• _Polecenie_
Powtórz w całości, bez żadnych zmian, fragment z wypowiedziami posła Szczerby.

• _Fragment tekstu_
════════
Gdyby nie presja opozycji i organizacji humanitarnych, to ten rząd nie ująłby się nawet za swoimi współpracownikami - stwierdził rozmówca Michała Kolanki.
Szczerba wskazywał na błędną politykę rządu w sprawie kryzysu na granicy z Białorusią.
- Kryzys na granicy z Białorusią trwa od dwóch miesięcy, a to znaczy, że rząd mógł przygotować się na tę sytuację. Zamiast tego, rząd zareagował brakiem elementarnego humanizmu wobec ludzi znajdujących się na granicy. Cała machina TVP została rzucona przeciwko ludziom i organizacjom, którzy tam przychodzą i przekazują jedzenie, wodę i śpiwory. Rząd nie będzie pouczał mnie i posła (Dariusza) Jońskiego, czym jest człowieczeństwo - stwierdził poseł KO.
Polityk mówił też o kulisach dymisji byłego ministra zdrowia Łukasza Szumowskiego.
- Ustąpienie ministra Szumowskiego ze stanowiska ministra zdrowia było wymuszoną dymisją. Została ona wymuszona przez kontrole poselskie, ale także przez wolne media, które pokazały czarno na białym wszystkie afery, które narosły w Ministerstwie Zdrowia podczas pandemii – wyraził przekonanie poseł.
Szczerba wskazywał również na nieskuteczność polskiego rządu w organizacji akcji ewakuacyjnej z Afganistanu.
- Gdyby nie presja opozycji i organizacji humanitarnych, to ten rząd nie ująłby się nawet za swoimi współpracownikami. Pierwsza reakcja z poprzedniej niedzieli ograniczała się wyłącznie do informacji, że Polska udzieli 45 wiz humanitarnych, które nasi współpracownicy będą mogli sobie odebrać w New Delhi - przypomniał poseł.
════════
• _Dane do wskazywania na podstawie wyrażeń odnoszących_
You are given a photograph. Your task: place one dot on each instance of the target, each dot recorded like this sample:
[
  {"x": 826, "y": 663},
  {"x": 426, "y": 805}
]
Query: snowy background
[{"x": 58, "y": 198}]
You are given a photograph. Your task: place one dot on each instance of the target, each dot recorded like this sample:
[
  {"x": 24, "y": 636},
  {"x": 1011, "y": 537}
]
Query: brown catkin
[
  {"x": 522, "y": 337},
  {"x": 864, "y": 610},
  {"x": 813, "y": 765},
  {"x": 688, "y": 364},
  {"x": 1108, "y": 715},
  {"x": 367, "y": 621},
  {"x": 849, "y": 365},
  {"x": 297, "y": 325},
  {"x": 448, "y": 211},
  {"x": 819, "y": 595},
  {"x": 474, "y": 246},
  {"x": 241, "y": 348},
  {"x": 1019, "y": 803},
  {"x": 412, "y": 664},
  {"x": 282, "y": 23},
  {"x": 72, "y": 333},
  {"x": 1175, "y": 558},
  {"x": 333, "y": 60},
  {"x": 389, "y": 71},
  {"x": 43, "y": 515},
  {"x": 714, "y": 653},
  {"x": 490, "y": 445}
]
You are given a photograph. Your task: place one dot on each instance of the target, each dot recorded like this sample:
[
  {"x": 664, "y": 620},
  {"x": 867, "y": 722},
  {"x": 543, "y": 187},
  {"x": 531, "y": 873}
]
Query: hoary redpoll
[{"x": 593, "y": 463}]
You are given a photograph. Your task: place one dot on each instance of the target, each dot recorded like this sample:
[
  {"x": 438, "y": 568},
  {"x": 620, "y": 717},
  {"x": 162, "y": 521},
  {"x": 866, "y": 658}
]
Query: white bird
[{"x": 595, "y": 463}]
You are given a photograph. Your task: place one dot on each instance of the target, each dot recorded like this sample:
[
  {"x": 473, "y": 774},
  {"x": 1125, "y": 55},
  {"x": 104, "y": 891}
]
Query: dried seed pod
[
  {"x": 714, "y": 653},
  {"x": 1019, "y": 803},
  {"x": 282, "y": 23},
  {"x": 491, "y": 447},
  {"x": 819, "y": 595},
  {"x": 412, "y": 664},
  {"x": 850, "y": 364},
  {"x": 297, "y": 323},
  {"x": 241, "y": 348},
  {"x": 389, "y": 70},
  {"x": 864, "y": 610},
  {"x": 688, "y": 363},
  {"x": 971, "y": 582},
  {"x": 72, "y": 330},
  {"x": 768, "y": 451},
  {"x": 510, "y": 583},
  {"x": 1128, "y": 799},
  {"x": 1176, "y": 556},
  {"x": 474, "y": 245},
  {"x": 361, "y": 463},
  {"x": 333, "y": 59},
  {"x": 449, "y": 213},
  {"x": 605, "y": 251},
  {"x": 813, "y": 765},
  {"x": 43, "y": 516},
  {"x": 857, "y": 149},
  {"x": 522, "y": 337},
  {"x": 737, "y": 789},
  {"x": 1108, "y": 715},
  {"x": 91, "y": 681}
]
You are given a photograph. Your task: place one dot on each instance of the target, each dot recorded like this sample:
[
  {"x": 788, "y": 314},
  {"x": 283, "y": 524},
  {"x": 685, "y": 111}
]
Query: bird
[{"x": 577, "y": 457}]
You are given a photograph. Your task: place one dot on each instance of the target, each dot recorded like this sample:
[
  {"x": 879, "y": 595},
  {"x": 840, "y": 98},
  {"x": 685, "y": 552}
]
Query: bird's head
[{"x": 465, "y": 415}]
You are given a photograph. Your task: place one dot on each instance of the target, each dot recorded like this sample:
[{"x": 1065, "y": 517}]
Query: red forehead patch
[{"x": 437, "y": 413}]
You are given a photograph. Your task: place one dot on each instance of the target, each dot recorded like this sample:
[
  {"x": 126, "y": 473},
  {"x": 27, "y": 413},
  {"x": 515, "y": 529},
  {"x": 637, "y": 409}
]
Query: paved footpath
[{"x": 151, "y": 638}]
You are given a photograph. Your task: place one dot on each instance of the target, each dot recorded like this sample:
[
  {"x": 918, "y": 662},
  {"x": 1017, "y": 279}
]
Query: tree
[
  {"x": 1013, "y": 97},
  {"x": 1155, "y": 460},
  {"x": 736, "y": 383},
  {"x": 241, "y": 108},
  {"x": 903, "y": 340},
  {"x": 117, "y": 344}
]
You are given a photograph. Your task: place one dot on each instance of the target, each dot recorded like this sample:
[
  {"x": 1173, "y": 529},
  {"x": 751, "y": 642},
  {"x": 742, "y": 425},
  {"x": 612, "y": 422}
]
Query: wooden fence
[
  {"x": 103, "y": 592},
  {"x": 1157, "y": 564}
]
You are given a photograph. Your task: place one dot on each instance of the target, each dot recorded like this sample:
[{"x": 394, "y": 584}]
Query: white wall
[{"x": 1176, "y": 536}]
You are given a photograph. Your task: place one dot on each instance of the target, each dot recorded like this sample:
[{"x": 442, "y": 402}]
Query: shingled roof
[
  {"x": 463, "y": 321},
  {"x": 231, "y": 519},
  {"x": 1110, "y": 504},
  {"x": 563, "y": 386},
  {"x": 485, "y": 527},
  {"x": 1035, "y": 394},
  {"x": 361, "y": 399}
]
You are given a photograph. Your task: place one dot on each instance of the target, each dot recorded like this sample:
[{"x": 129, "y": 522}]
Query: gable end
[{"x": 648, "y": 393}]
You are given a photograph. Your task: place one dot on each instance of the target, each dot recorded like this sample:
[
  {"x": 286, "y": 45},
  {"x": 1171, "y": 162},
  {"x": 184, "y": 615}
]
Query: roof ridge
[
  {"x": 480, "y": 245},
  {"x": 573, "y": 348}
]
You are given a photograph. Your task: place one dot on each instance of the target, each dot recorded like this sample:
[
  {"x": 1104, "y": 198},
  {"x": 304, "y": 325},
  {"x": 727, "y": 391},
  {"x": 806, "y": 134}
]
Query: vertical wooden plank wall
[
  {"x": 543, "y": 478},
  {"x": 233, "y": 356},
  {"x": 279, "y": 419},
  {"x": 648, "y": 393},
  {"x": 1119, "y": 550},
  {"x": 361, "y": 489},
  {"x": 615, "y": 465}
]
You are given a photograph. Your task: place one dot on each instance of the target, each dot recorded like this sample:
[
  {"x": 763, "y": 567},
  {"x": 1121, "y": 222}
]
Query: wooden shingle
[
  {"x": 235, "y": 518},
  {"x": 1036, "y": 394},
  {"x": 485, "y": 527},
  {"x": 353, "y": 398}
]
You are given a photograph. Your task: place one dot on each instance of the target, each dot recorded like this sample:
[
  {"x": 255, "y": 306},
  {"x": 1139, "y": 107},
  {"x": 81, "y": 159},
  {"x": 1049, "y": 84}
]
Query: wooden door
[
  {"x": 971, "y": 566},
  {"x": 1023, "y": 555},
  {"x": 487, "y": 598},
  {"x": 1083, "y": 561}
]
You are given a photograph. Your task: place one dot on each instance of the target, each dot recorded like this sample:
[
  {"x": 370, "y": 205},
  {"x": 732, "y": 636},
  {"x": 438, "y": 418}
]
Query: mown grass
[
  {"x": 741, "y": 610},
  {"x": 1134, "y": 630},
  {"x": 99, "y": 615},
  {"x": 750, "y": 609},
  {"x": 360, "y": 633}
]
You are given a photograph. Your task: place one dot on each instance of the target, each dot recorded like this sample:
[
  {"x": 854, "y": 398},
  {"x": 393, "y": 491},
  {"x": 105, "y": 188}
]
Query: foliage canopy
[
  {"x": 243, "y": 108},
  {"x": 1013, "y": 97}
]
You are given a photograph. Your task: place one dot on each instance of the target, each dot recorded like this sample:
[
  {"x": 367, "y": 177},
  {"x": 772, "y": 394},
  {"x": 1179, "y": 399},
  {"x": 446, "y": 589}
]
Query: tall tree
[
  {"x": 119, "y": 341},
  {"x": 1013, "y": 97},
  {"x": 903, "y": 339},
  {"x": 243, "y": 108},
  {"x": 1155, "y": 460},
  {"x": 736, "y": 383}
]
════════
• _Rozwiązanie_
Gdyby nie presja opozycji i organizacji humanitarnych, to ten rząd nie ująłby się nawet za swoimi współpracownikami - stwierdził rozmówca Michała Kolanki.
Szczerba wskazywał na błędną politykę rządu w sprawie kryzysu na granicy z Białorusią.
- Kryzys na granicy z Białorusią trwa od dwóch miesięcy, a to znaczy, że rząd mógł przygotować się na tę sytuację. Zamiast tego, rząd zareagował brakiem elementarnego humanizmu wobec ludzi znajdujących się na granicy. Cała machina TVP została rzucona przeciwko ludziom i organizacjom, którzy tam przychodzą i przekazują jedzenie, wodę i śpiwory. Rząd nie będzie pouczał mnie i posła (Dariusza) Jońskiego, czym jest człowieczeństwo - stwierdził poseł KO.
Polityk mówił też o kulisach dymisji byłego ministra zdrowia Łukasza Szumowskiego.
- Ustąpienie ministra Szumowskiego ze stanowiska ministra zdrowia było wymuszoną dymisją. Została ona wymuszona przez kontrole poselskie, ale także przez wolne media, które pokazały czarno na białym wszystkie afery, które narosły w Ministerstwie Zdrowia podczas pandemii – wyraził przekonanie poseł.
Szczerba wskazywał również na nieskuteczność polskiego rządu w organizacji akcji ewakuacyjnej z Afganistanu.
- Gdyby nie presja opozycji i organizacji humanitarnych, to ten rząd nie ująłby się nawet za swoimi współpracownikami. Pierwsza reakcja z poprzedniej niedzieli ograniczała się wyłącznie do informacji, że Polska udzieli 45 wiz humanitarnych, które nasi współpracownicy będą mogli sobie odebrać w New Delhi - przypomniał poseł.